• _Exercise A_: Convert everything in the listing below, from the line containing "Detection annotation — mark the dark" down to the end of the listing, into a numbered list, leaving out any blank lines.

• _Document extract_:
Having thus described the components of the example stage tool 210, the
operation of that stage
tool will be described. Stage tool 210 may be manipulated between a plurality
of positions. As
shown by the drawings, the stage tool may be manipulated between a first, run
in position
(Figure 2A), a second, cementing port openable position (Figures 28 to 2D) and
a third,
cementing port-closed position (Figure 2E). The stage tool 210 may also be
manipulated to a
contingency closed position (Figure 2F).
The stage tool may be run into and set in the hole in a condition as shown in
Figure 2A and may
be manipulated as shown in Figure 28 to an active condition shown in Figures
2C and 2D for
stage cementing an annulus about the stage tool. Stage tool 210 allows cement
to be introduced
through the annulus and allows reverse circulation, arrows C, of annular
fluids from the annulus
into the tubing string though inner bore 214 and then back up toward surface.
The stage tool acts
to permit only flow inwardly to inner bore 214, when pressure P1 is sufficient
to overcome the
force of spring 226. When the pressure P1 is insufficient, spring 226 forces
the valve into a
closed position, to close off communication between the annulus and the inner
bore of the tool
and, thus, holding the cement in the annulus. After the introduction of cement
to the annulus
formed between the tool and the wellbore wall down to a selected level, the
tool may be
manipulated to a condition shown in Figure 2E to positively lock stage tool in
a closed position.

Some records

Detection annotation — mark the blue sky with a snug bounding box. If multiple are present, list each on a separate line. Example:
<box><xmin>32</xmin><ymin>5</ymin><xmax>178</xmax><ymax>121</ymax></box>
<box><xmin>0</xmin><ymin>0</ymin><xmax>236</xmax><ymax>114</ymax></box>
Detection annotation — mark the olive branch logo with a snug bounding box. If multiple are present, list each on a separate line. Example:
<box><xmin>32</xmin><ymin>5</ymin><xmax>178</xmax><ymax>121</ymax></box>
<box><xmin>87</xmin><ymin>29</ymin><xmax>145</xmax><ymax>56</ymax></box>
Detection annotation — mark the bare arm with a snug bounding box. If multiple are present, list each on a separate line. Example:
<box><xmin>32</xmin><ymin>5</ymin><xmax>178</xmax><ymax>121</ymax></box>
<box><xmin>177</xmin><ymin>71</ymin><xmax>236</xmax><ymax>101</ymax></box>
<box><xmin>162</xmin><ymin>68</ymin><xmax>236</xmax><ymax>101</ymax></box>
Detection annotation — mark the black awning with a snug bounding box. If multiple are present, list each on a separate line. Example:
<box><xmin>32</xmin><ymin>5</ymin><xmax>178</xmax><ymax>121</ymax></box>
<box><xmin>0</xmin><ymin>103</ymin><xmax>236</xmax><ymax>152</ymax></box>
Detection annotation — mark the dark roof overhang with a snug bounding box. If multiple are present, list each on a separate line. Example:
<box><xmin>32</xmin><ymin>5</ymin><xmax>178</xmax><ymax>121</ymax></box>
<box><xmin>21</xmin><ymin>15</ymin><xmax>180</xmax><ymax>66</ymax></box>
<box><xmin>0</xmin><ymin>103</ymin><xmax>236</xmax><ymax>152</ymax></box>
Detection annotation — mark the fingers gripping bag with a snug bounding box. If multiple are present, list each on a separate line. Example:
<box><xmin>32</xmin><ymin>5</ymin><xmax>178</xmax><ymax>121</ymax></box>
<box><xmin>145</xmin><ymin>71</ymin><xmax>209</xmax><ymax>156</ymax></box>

• _Exercise B_:
Answer these questions about the stage tool text, one per line:
(i) Which position of the tool does Figure 2F show?
(ii) What forces the valve into a closed position when pressure P1 is insufficient?
(iii) What do arrows C indicate?

• _Expected answer A_:
1. Detection annotation — mark the dark roof overhang with a snug bounding box. If multiple are present, list each on a separate line. Example:
2. <box><xmin>32</xmin><ymin>5</ymin><xmax>178</xmax><ymax>121</ymax></box>
3. <box><xmin>21</xmin><ymin>15</ymin><xmax>180</xmax><ymax>66</ymax></box>
4. <box><xmin>0</xmin><ymin>103</ymin><xmax>236</xmax><ymax>152</ymax></box>
5. Detection annotation — mark the fingers gripping bag with a snug bounding box. If multiple are present, list each on a separate line. Example:
6. <box><xmin>32</xmin><ymin>5</ymin><xmax>178</xmax><ymax>121</ymax></box>
7. <box><xmin>145</xmin><ymin>71</ymin><xmax>209</xmax><ymax>156</ymax></box>

• _Expected answer B_:
(i) A contingency closed position.
(ii) Spring 226.
(iii) Reverse circulation of annular fluids from the annulus into the tubing string.